**Information supplied:**

━━━━━━━━━━━━━━━━━━━━

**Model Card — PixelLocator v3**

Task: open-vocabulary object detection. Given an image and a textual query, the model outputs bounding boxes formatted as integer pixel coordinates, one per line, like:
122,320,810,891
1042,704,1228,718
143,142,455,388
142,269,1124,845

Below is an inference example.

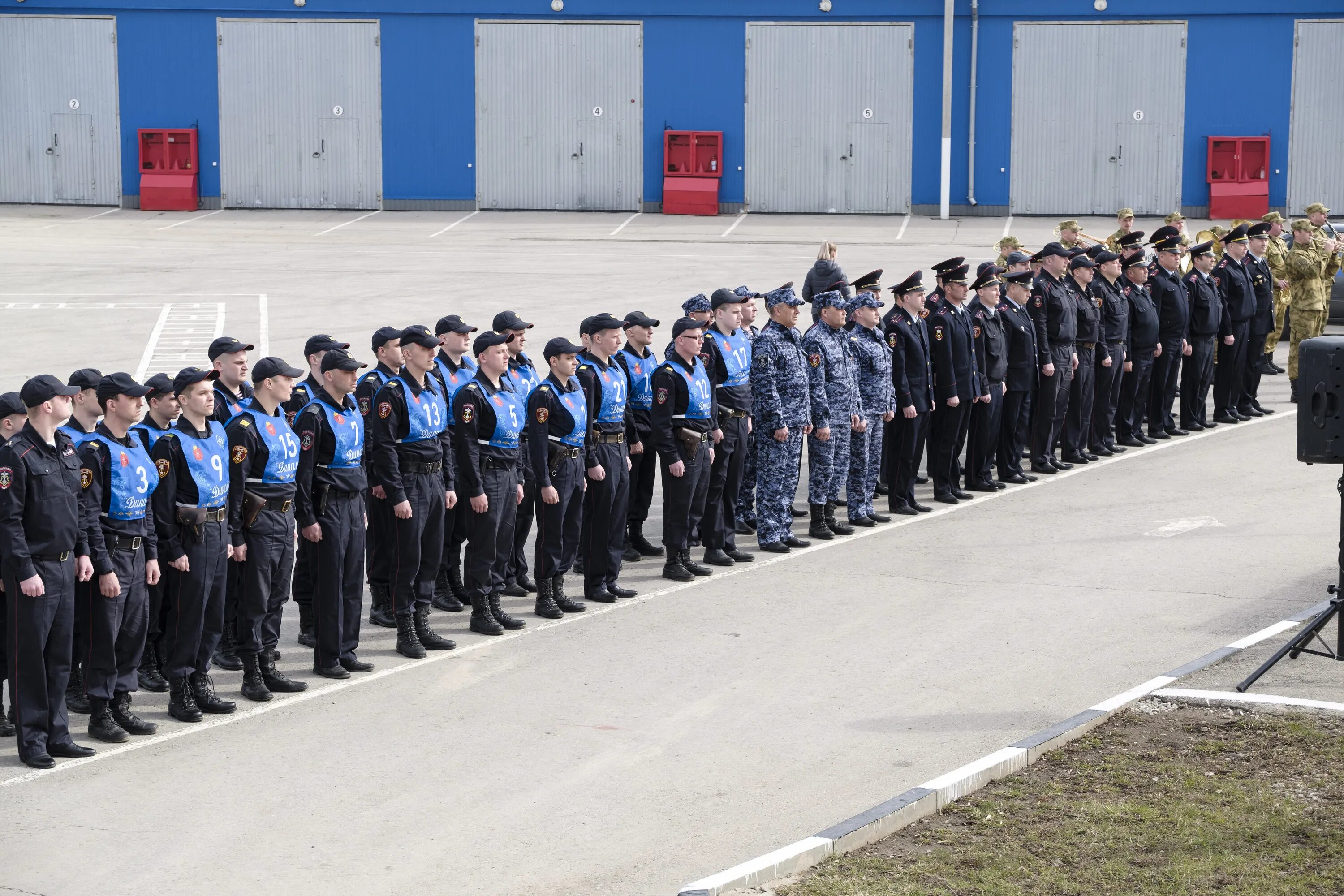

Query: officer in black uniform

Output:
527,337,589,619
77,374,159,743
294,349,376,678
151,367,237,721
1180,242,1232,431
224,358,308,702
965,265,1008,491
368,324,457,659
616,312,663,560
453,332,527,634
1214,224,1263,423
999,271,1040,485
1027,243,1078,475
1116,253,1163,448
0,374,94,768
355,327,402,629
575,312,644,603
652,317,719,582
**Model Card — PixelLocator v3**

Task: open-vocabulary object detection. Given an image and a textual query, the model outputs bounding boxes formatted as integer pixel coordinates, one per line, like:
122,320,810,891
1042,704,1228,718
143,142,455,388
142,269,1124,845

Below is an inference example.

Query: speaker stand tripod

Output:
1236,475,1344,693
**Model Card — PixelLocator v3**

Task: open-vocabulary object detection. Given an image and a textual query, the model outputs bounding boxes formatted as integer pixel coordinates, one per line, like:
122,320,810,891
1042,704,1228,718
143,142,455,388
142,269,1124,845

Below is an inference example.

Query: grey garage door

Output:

━━━━━━━━━━━━━━━━━━━━

**What is required:** Copy all of the data above word for word, but leave out the pictures.

**Problem solution:**
**Model Card — PixelLocator v3**

Task: open-vocabulary object detection. Given an image and a textual query, the model outputs bounding boxes formatted as integer pixel coordinates, one per line, like:
122,320,810,891
1042,704,1228,718
143,142,455,388
142,269,1124,845

Below is an inference example.


Query: officer in black uniform

Output:
527,337,589,619
77,374,159,743
294,349,376,678
151,367,237,721
1180,242,1232,431
224,358,308,702
965,265,1008,491
368,324,457,659
616,312,663,560
453,332,527,634
1214,224,1263,423
999,271,1040,485
1027,243,1078,475
1116,253,1163,448
0,374,94,768
355,327,402,629
575,312,644,603
652,317,719,582
**Model Card — PixelLocator v3**

Task: open-vocabulary object detection. Given an image and a textual query, the model outputs bounding boxes formatted as integer pixel coordinates, one per line, like:
122,320,810,891
1042,704,1228,718
143,142,455,388
142,269,1124,845

Below is an inference example.

Query: speaker stand tripod

Output:
1236,475,1344,693
**Model Card — PixelLocator v3**

Task: open-vocabulary object detection. Given an image and a textual query, the model outputs bounding boxes formatted as integer pixel coordinates, one per line, like:
122,320,810,891
1042,704,1228,718
143,142,455,388
142,269,1124,845

Below is an inference example.

Query: grey garage door

Output:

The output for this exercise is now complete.